# EXCERPTED PASSAGE:
▽
Finding an optimal number of “K” classes for unsupervised classification on Remote Sensing Data

Toby Zaw
3 min readJan 2, 2022

--

We all have learnt that there are two types of classification namely Supervised classification and unsupervised classification. In the world of remote sensing, types of landcover varies across geography and therefore it is always hard to predict a number of landcover classes exit within an area.

To perform classification regardless of it’s type, we have always known to be knowledge on the number of classes. For instance, in performing supervised classification, we not only know the instance of classes, we but also can assign a particular composite of satellite bands belonging to one particularity. Likewise, in unsupervised classification, we also tend to know the number of classes by assuming as we scan through the whole scene. In both cases, we only have slight chances of knowing the “number of classes” or “K”.

In my case of trying to find the optimal number of “K” in our dataset, the elbow method is used. It is stated as

“A fundamental step for any unsupervised algorithm is to determine the optimal number of clusters into which the data may be clustered. The Elbow Method is one of the most popular methods to determine this optimal value of k.”
△
# MATERIAL SUPPLIED:
▽
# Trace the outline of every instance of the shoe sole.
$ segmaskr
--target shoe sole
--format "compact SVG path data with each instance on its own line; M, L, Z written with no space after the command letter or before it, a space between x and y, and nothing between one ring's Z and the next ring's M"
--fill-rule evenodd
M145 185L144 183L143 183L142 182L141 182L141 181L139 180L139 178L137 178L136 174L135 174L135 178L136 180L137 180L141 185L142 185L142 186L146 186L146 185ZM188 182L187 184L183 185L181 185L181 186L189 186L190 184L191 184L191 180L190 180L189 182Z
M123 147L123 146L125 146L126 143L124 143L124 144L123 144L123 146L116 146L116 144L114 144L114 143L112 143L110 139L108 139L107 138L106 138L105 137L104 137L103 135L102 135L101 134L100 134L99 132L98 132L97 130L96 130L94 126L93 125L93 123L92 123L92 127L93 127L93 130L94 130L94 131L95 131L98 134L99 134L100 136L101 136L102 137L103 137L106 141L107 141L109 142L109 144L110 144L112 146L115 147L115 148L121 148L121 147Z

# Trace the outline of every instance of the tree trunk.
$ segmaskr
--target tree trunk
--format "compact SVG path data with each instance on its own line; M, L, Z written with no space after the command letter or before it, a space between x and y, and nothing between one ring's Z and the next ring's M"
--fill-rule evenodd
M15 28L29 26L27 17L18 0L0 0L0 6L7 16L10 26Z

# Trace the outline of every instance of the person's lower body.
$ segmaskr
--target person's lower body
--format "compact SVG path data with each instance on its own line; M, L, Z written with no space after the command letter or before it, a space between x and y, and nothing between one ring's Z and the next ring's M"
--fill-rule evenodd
△
# TASK DETAILS:
Please extend the post on choosing the number of classes "K" for unsupervised classification of remote sensing data, starting right after its quoted definition of the Elbow Method.

# OUTPUT OF THE TASK:
I am using random satellite images I found on internet to identify it’s cluster as show below.

I then read the simple image using PIL library to open the image and read it as numpy array. Once the image is read, pyrsgis module is used to transform it’s axis to categorize into respective RGB sets of values.

I then again set the list of K values for my areas of interest supposing from 1 to 15. The distortion and inertia values were calculated iteratively using sklearn module.

Distortion and inertia values for each classes

As shown in the figure, in determining the optimal number of clusters, we have to select the value of k at the “elbow” ie the point after which the distortion/inertia start decreasing in a linear fashion. Thus for the given data, we conclude that the optimal number of clusters for the data is 3.

Once the optimal number is selected , we used Kmeans from sklearn to do unsupervised classification and the results can be seen as below.

Reference : https://predictivehacks.com/k-means-elbow-method-code-for-python/

Codes can be found here

Any questions can be reached by email or linkedin!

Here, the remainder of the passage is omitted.